::: SOURCE TEXT :::

Mark Story, Lexington Herald-Leader on

Published in Basketball

LEXINGTON, Ky. — The track record of major college basketball and football coaches who have “lost” their team’s fan bases — which seems now the case for John Calipari at Kentucky — going on to recover and produce a positive ending is not great.

Yet it is not impossible.

Former UK football coach Rich Brooks went from a “dead coach walking” midway through the 2006 season to lead Kentucky to four straight bowl games and assume a respected place in University of Kentucky sports lore when he departed of his own choosing in 2009.

Let’s stipulate that when the time for parting comes, it will be better for everyone involved if UK and Calipari are able to end on positive terms. Regardless, Calipari’s age, 65, dictates there must soon be a men’s basketball coaching search at UK.

As the factors that go into hiring coaches in the current era have become increasingly complex, there is reason to fret that Kentucky’s traditional approach to finding a coach to lead its historically regal men’s hoops program may not work as well as it has in the past.

That is why one of the biggest priorities for Mitch Barnhart and UK athletics administration should be putting together a well thought-out succession plan for choosing — and then acquiring — Kentucky’s next men’s basketball coach.

 

Historically, “the Kentucky way” of hiring men’s basketball head coaches has been to make a “splash hire” of the nation’s best available coach irrespective of any previous ties to the commonwealth or to UK.

When Joe B. Hall retired, Kentucky hired a coach with a Final Four trip on his resume in Eddie Sutton from Arkansas.

After Sutton resigned, UK lured a sitting NBA head man in the New York Knicks’ Rick Pitino.

Once Pitino returned to the NBA, Kentucky hired a rising coach, Tubby Smith, who had taken Tulsa (two) and Georgia (one) to a combined three NCAA Tournament round-of-16 appearances in the prior four seasons.

::: RECORDS SUPPLIED :::

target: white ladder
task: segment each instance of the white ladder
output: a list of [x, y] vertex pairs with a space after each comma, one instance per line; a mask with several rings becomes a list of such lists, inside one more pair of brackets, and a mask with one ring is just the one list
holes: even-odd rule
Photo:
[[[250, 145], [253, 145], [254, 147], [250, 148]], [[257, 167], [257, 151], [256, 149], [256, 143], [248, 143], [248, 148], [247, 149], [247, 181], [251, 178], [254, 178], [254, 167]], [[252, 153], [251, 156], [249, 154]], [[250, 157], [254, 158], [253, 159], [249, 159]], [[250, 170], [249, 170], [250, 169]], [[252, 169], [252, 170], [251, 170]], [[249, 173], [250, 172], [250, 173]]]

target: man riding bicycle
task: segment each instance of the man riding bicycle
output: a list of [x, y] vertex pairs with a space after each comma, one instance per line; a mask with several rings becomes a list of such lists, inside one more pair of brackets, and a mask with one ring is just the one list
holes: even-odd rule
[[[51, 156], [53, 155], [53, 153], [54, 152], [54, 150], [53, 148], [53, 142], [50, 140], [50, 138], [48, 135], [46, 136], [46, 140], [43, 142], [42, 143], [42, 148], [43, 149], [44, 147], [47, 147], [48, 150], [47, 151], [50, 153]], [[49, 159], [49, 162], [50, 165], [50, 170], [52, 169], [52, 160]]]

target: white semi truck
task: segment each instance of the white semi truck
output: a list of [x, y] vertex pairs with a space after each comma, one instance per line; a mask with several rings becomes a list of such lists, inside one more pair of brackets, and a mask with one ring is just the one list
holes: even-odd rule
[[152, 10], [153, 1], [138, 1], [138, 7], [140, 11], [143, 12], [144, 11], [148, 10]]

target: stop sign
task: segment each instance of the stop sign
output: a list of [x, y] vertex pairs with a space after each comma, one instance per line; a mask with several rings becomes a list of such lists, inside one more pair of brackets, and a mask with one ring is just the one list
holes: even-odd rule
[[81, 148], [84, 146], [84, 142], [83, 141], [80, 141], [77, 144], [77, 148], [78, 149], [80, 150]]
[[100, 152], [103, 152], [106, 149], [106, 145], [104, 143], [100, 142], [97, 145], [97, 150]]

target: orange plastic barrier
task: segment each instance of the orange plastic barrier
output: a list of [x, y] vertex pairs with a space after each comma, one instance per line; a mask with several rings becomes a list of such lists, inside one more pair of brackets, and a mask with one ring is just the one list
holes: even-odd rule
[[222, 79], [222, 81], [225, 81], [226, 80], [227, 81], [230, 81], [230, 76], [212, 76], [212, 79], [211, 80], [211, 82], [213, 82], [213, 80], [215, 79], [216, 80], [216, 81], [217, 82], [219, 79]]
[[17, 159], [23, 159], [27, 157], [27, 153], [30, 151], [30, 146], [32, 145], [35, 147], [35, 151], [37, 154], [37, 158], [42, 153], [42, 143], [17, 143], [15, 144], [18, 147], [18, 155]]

:::
::: RECORDS SUPPLIED :::

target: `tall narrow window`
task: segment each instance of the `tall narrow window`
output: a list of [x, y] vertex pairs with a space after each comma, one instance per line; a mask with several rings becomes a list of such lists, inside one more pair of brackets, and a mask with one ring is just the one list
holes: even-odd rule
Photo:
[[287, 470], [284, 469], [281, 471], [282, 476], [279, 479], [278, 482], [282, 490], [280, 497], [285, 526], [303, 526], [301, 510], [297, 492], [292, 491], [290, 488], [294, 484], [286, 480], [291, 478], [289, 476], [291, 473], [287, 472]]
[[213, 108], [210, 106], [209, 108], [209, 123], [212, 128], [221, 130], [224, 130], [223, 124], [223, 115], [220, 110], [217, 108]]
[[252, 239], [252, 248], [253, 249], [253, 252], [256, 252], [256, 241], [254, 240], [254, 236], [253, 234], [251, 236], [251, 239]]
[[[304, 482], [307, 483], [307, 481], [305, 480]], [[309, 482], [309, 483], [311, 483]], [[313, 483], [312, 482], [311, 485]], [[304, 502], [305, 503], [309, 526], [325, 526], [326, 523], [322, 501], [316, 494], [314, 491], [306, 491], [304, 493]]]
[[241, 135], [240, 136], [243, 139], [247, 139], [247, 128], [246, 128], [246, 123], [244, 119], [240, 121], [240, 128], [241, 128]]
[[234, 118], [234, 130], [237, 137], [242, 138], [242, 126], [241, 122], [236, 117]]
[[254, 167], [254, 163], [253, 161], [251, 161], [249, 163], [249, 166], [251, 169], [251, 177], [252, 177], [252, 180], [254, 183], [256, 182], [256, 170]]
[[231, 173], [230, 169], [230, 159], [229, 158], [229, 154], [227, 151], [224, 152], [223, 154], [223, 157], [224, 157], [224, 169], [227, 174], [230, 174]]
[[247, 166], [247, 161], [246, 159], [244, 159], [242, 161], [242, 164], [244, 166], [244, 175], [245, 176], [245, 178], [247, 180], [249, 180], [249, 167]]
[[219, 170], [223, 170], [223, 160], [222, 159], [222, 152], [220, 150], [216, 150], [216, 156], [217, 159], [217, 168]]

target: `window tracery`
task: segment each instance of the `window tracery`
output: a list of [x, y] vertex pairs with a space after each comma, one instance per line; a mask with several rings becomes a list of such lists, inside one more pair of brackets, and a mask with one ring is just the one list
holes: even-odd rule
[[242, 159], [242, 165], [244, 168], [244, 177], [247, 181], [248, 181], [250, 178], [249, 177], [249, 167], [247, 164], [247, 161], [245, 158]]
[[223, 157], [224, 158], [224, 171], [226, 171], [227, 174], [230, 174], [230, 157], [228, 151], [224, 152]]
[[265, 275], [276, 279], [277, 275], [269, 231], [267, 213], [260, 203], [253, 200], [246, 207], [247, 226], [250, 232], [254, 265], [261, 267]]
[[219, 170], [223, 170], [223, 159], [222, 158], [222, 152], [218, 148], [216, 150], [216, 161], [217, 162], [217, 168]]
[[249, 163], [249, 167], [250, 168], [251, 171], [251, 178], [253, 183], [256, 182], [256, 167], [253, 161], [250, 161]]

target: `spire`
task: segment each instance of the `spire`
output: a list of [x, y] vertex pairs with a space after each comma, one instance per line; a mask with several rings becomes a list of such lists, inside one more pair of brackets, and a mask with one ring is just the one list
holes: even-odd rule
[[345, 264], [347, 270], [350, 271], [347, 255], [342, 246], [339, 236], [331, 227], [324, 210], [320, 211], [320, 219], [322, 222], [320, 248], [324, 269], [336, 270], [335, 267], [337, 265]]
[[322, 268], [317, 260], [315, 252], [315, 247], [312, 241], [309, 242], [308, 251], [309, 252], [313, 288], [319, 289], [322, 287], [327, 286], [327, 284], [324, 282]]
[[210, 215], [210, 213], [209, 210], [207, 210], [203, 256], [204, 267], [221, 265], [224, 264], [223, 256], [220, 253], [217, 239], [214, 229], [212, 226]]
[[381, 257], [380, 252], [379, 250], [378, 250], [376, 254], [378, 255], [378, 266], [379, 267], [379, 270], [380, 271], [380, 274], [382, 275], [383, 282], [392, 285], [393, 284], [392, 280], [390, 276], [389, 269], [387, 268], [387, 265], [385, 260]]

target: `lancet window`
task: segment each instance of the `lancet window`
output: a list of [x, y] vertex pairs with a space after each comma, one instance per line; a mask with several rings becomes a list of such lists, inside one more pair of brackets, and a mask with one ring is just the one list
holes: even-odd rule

:::
::: RECORDS SUPPLIED :::

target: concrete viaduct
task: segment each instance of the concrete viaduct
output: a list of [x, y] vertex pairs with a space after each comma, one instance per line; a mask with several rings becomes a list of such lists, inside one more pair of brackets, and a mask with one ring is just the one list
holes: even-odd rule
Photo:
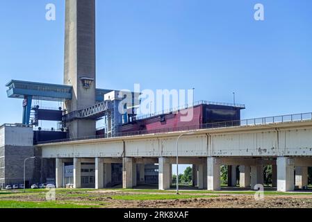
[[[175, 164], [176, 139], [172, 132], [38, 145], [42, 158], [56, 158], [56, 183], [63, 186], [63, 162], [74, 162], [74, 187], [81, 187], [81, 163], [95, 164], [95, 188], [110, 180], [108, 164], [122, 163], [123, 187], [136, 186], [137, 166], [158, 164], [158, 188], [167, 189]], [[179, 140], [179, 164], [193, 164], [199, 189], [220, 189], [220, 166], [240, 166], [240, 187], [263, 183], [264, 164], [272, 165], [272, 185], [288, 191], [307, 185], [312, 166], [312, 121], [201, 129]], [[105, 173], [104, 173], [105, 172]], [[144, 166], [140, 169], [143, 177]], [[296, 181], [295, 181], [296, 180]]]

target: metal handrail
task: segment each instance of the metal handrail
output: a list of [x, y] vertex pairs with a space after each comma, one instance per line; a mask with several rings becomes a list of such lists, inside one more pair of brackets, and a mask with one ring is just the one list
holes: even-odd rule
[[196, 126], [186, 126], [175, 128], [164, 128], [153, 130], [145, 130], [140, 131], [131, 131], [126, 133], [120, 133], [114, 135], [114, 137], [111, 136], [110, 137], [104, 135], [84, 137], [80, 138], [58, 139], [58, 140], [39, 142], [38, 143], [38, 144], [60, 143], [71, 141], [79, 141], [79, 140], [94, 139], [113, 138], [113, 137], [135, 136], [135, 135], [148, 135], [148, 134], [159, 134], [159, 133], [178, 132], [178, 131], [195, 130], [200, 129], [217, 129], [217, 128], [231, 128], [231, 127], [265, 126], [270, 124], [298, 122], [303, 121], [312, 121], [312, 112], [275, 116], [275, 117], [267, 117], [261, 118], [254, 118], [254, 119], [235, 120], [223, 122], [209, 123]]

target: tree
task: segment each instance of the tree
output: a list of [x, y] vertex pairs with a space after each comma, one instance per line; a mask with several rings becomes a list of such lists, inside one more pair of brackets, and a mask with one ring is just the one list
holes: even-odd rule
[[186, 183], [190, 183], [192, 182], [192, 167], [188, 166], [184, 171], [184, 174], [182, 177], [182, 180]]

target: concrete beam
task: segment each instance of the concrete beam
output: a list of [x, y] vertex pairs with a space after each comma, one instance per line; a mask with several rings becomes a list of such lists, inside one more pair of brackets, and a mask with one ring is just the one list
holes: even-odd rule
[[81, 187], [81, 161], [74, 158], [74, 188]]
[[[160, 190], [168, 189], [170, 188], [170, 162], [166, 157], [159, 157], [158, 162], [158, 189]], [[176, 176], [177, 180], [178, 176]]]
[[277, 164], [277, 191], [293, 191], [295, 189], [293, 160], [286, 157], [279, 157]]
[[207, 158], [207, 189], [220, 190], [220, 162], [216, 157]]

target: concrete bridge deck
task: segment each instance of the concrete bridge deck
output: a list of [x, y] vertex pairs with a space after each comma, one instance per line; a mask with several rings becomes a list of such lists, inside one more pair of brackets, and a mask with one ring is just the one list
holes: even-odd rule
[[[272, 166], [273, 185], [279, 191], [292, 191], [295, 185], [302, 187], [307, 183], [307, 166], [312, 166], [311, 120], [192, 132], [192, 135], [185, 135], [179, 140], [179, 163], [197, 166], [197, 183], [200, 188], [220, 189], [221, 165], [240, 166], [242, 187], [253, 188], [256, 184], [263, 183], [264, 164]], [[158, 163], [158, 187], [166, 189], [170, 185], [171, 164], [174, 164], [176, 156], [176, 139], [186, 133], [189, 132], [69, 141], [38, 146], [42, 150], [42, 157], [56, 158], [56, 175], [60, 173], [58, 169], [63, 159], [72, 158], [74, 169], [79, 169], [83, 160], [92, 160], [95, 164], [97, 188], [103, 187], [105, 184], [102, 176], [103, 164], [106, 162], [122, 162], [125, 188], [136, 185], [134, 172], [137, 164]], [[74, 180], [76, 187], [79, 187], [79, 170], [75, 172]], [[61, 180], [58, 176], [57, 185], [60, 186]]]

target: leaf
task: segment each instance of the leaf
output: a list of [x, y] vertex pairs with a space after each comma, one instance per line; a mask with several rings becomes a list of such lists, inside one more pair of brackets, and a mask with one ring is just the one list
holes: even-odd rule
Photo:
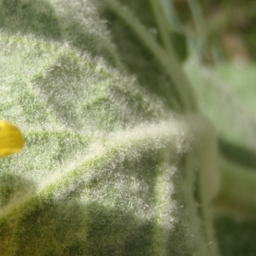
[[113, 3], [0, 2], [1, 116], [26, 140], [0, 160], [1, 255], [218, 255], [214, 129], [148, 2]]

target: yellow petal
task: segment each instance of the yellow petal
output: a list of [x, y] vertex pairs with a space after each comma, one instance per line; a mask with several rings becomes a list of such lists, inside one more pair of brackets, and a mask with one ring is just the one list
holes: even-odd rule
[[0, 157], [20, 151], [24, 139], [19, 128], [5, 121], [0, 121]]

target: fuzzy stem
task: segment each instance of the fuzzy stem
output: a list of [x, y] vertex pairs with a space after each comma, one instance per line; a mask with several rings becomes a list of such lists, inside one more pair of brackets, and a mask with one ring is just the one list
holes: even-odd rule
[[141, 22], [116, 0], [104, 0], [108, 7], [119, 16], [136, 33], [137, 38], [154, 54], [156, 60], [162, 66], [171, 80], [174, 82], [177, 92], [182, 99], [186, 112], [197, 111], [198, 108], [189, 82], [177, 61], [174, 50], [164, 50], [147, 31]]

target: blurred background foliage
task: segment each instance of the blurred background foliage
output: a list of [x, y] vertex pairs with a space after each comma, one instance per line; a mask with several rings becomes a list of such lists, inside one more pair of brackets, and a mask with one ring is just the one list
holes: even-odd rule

:::

> _TASK DETAILS_
Update the Kentucky coaching article from "After Sutton resigned, UK" to "prior four seasons." by writing that passage out again with every "NBA" changed to "National Basketball Association".

> _FINISHED ANSWER_
After Sutton resigned, UK lured a sitting National Basketball Association head man in the New York Knicks’ Rick Pitino.

Once Pitino returned to the National Basketball Association, Kentucky hired a rising coach, Tubby Smith, who had taken Tulsa (two) and Georgia (one) to a combined three NCAA Tournament round-of-16 appearances in the prior four seasons.